Quoted passage:

○ ○ ○

He spends every day with a critically endangered Hawaiian monk seal, named Poeyeownah.
“He definitely lives up to his age of being two years old, he’s very curious, he’s always trying to impress people,” Richter said.
Not only do these guys have to watch out for sharks, but fishing nets and pollution are the main reasons there are only 11-hundred Hawaiian monk seals left on earth, and ecologists want to learn more.
“One of the things we’ve learned about monk seals is their attraction to just about anything, garbage, fishing nets, anything that in the water, they’re really curious about," Terrie Williams, Ph.D., a professor of ecology at UC Santa Cruz, explained.
Poeyeownah suffers from cataracts in both eyes, and is being treated at the Long marine Lab. Hope is that he’ll return to the waters off of Hawaii this year. An ex-navy, Atlantic bottlenose dolphin, Pooka, is under this screen. Biologists are testing the acoustics of different sounds to see how boats or noise pollution affects them.
“They are changing their vocal patterns. They’re producing louder sounds as vessel traffic noise increases,” Dawn Norr, a Research Fishery Biologist, added.

○ ○ ○

Problems to work on:
#1 For each statement about the monk seal passage, marked (a), (b) and (c), answer yes or no and quote the words from the passage that settle it.
(a) Poeyeownah has cataracts in both eyes.
(b) About two thousand Hawaiian monk seals remain on earth.
(c) Terrie Williams is a professor of ecology at UC Santa Cruz.
#2 Proceed with the monk seal passage, continuing it after its final sentence.
The rows have no part in any of this.

[Collected data entries]
○ ○ ○

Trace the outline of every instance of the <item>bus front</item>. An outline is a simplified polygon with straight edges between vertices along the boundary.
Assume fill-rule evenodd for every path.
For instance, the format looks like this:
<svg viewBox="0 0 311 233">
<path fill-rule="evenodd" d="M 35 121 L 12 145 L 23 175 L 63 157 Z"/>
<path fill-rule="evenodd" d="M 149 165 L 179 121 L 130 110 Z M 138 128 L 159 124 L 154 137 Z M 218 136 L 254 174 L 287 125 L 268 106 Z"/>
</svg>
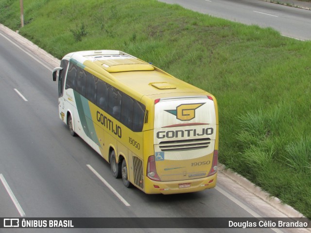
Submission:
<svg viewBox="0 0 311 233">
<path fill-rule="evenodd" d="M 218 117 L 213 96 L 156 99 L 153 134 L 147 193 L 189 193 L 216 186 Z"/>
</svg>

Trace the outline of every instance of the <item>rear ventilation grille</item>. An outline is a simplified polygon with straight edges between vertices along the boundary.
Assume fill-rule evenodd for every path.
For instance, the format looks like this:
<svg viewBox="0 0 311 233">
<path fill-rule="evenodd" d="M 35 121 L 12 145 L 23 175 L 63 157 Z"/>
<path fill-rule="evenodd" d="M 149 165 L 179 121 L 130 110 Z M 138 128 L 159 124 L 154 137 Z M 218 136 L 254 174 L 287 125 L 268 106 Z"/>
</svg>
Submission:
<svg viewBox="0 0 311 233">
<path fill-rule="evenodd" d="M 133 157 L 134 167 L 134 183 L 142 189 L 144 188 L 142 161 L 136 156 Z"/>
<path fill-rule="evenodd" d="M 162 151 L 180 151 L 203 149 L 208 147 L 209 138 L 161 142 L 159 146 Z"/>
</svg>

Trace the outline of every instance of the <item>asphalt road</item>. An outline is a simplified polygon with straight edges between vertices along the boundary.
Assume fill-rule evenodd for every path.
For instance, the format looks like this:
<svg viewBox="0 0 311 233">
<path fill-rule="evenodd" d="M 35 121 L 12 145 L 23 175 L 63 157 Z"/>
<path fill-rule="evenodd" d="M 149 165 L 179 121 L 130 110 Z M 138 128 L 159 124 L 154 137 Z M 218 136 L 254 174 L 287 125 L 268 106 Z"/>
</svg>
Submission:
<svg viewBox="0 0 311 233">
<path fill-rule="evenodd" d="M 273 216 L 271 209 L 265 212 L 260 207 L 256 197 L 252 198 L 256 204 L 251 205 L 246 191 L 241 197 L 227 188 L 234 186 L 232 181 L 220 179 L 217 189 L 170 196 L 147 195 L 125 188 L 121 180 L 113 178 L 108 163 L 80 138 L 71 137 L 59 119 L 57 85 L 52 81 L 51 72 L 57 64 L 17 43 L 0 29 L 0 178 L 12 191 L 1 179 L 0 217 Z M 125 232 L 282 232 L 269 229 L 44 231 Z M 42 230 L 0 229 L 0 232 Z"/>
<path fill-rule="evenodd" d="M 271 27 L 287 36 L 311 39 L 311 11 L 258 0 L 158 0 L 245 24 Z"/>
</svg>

○ ○ ○

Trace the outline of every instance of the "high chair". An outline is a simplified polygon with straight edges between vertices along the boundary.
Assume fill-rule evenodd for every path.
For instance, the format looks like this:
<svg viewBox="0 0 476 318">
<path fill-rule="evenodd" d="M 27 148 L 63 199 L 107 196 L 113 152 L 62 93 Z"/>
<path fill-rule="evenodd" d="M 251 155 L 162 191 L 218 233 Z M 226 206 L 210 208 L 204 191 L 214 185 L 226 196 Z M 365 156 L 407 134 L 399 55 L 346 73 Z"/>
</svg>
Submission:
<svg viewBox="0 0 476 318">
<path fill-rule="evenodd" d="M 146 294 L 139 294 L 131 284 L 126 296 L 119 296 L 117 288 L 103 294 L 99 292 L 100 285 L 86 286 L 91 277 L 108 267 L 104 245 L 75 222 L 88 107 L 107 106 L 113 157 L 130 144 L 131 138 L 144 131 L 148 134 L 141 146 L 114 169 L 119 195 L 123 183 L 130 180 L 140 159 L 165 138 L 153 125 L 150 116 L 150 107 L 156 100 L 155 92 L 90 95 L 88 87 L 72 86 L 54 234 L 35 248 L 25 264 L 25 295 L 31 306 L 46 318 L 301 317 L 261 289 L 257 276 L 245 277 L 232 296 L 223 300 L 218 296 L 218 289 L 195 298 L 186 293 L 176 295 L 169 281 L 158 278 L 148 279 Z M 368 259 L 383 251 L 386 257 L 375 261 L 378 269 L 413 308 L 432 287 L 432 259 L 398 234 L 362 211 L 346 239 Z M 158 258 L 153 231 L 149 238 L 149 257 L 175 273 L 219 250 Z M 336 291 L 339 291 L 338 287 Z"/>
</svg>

○ ○ ○

Responses to the tasks:
#1
(a) Yes: "Poeyeownah suffers from cataracts in both eyes"
(b) No: "there are only 11-hundred Hawaiian monk seals left on earth"
(c) Yes: "a professor of ecology at UC Santa Cruz"

#2
The two dolphins wear a heart vest to monitor how noises from oil rigs, or other man-made things affect them.
“If it happens to them under water, potentially they could get the bends, so the key is to understand what noise does to their heart rate, which is absolutely unheard of for a marine mammal," Dr. Williams said.
For the first time ever, researchers are able to check out the heart rate of a sea otter named Taylor.
“We’re trying to figure out sort of the Achilles heal that a dolphin might have, or a seal or a sea otter might have…if we can figure that out, then we can create habitats for these animals to live," Dr. Williams said.
Dr. Williams worries that we’ve given up on the fight and wants to renew our passion to save our seas and the billions of lives that depend on it.
“You have want it more than oil, you have to want it more than fish on the table, and you just have to want it more. But if you do, you can have it. I know it’s out there,” Dr. Williams said.
It’s just not dolphins and monk seals who are threatened but the populations of many species are decreasing at an unsustainable rate, including whales, manatees, salmon, seabirds, sea turtles and sharks. All could be extinct in the next 50 years.
The American Geophysical Union and the Acoustical Society of America contributed to the information contained in the TV portion of this report.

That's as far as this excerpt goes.